Um ótimo filme... para um filme alemão. Ou seja, quadradão e convencional do início ao fim, talvez refletindo um pouco do cotidiano excessivamente regular na sombria Alemanha Oriental (“die DDR”), anos antes da queda do Muro de Berlim, um país cuja população era mantida sob estreita vigilância pela temida Stasi, uma das maiores polícias secretas do mundo, com espiões e informantes em toda a parte, muito empenhados em fornecer ao governo comuna informações detalhadíssimas do comportamento de cidadãos considerados suspeitos, ou melhor, simpatizantes do “decadente e burguês” modo de vida ocidental. Um os espiões, o rígido capitão Gerd Wiesler (Ulrich Mühe) se encarrega de vigiar um dramaturgo de Berlim, Georg Dreyman (Sebastian Koch), que, apesar dos exemplares serviços prestados à pátria comunista, com peças que inclusive exaltam o regime dos comedores de criancinhas, faz sucesso também do outro lado do muro, o que evidentemente gera suspeitas de traição. Aos poucos, porém, em sua obstinada vigilância por meio de escutas, telefones grampeados e gravações, o solitário Gerd vai se envolvendo mais e mais com o cotidiano agitado de Georg e, sem motivo aparente, passa a omitir em seus relatórios diários detalhes do comportamento do dramaturgo considerados comprometedores, especialmente quando este decide colaborar com uma publicação ocidental, num artigo versando sobre adulterações no número de suicídios no regime totalitário.

Registros extraídos ->
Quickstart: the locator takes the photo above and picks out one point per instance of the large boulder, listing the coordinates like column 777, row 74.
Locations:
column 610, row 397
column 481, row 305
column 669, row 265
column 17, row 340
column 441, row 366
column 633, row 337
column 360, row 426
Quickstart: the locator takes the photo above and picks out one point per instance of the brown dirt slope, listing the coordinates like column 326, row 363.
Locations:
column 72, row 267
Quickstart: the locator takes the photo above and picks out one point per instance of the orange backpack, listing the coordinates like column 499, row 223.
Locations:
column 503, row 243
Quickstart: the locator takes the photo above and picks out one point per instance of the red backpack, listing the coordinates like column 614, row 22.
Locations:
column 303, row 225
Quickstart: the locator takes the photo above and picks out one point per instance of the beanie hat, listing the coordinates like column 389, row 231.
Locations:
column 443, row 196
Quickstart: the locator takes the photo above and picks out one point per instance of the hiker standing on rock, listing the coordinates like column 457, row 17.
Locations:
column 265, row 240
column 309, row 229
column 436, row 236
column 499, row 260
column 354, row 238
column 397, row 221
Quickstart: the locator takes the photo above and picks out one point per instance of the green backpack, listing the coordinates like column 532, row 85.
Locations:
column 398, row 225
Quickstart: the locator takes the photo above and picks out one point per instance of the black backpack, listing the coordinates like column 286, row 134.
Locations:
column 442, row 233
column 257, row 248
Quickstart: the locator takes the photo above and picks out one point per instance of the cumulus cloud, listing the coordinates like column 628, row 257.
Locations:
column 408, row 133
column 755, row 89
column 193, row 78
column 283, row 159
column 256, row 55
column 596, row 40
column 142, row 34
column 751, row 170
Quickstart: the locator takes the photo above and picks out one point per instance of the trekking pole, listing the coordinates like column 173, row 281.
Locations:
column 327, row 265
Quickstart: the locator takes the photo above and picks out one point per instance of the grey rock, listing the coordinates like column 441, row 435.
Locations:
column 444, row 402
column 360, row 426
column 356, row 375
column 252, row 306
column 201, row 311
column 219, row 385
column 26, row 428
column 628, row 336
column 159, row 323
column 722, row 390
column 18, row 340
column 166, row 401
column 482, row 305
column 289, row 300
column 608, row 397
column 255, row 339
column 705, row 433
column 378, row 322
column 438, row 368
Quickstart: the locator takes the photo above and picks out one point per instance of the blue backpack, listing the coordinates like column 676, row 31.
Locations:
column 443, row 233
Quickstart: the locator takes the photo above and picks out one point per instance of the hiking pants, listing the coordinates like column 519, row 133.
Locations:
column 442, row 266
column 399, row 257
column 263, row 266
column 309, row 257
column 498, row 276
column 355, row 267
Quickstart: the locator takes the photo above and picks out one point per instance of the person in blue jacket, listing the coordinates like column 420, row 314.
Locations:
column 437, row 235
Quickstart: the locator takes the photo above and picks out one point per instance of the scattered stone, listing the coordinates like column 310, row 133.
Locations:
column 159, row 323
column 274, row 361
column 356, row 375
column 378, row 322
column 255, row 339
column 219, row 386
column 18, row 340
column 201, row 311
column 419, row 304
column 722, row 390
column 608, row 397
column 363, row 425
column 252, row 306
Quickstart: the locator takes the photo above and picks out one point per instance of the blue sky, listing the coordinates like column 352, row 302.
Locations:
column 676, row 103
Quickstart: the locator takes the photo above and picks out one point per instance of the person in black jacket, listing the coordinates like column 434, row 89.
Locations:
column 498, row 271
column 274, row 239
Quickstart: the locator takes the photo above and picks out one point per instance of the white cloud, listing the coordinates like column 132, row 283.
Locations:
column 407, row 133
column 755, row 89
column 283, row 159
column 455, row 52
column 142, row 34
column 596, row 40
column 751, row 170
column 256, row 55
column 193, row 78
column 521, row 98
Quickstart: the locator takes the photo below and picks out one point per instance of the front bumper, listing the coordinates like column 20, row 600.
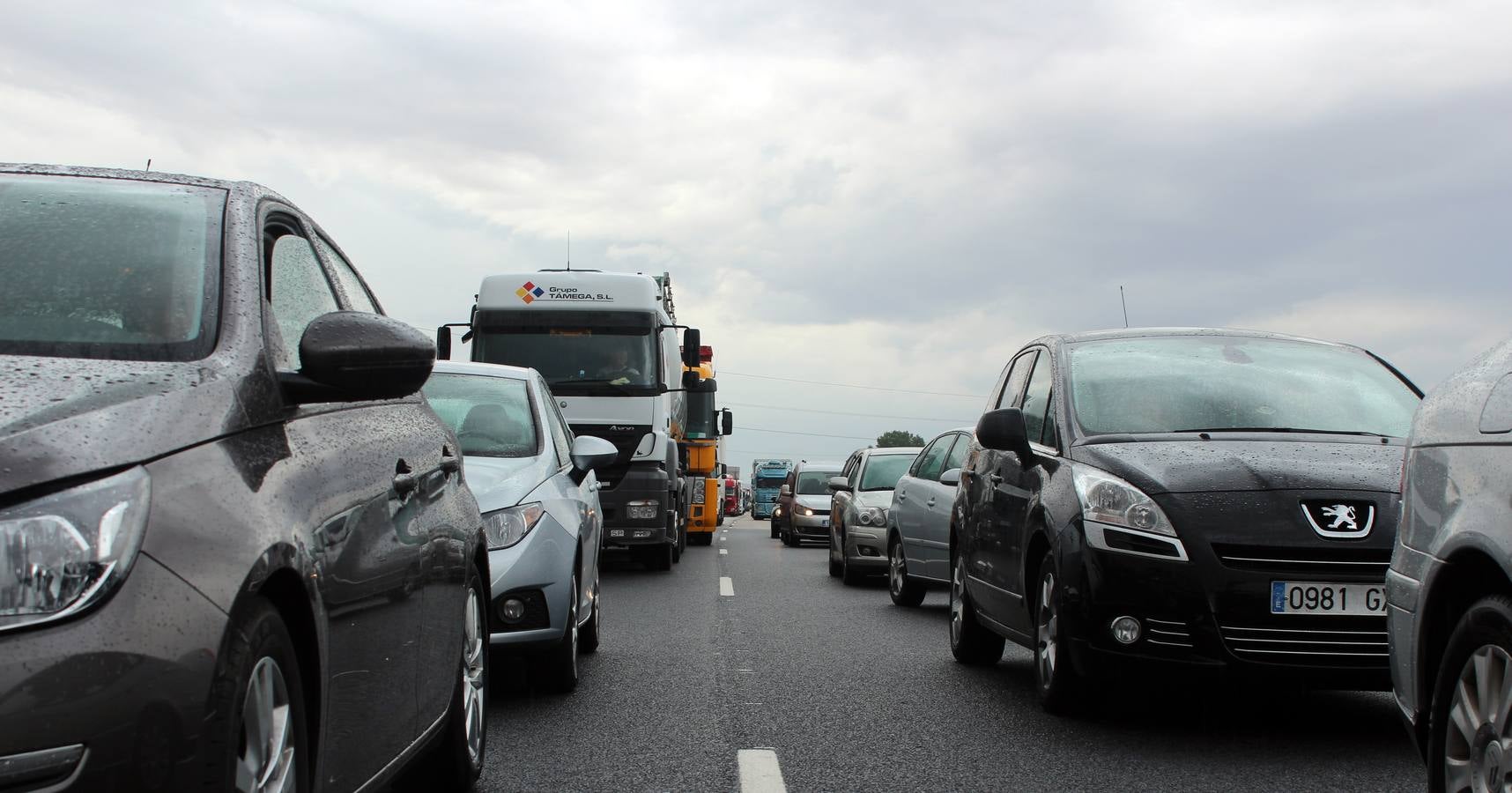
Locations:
column 1214, row 611
column 128, row 683
column 536, row 571
column 640, row 483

Instrução da tarefa 1 ->
Responda com base na resenha do filme:
(a) Qual é o nome do capitão encarregado de vigiar o dramaturgo?
(b) Em que cidade vive o dramaturgo Georg Dreyman?
(c) Sobre o que trata o artigo da publicação ocidental com que Georg decide colaborar?
Instrução da tarefa 2 -> Liste todos os meios de vigilância que, segundo a resenha do filme, Gerd usa para acompanhar Georg.
Instrução da tarefa 3 -> Continue a resenha do filme a partir do ponto em que o texto termina.
O material acima não é necessário para este trabalho.

Resposta da tarefa 1 ->
(a) Gerd Wiesler.
(b) Berlim.
(c) Adulterações no número de suicídios no regime totalitário.

Resposta da tarefa 2 -> Escutas, telefones grampeados e gravações.

Resposta da tarefa 3 ->
Envolvente em seus detalhes, minucioso na reconstituição do trabalho pra lá de voyeurístico (ou paranóico mesmo) dos agentes, apesar da mudança de lado um tanto inverossímil para um duro carrasco voluntário da Stasi, o filme, vencedor do Oscar de melhor filme estrangeiro deste ano, com eficaz, embora impessoal, direção do debutante em longas Florian Henckel von Donnersmarck, é conduzido sobretudo pela excelente interpretação do já falecido Ulrich Mühe como o oficial pleno de ambigüidades, mas cujo modo discreto de agir prevalece até o final comovente, mas contido, que evita o drama rasgado: “Es ist für mich” (“É para mim”). Sehr gut!

segunda-feira, dezembro 03, 2007

A Lenda de Beowulf

(Beowulf, EUA, 2007)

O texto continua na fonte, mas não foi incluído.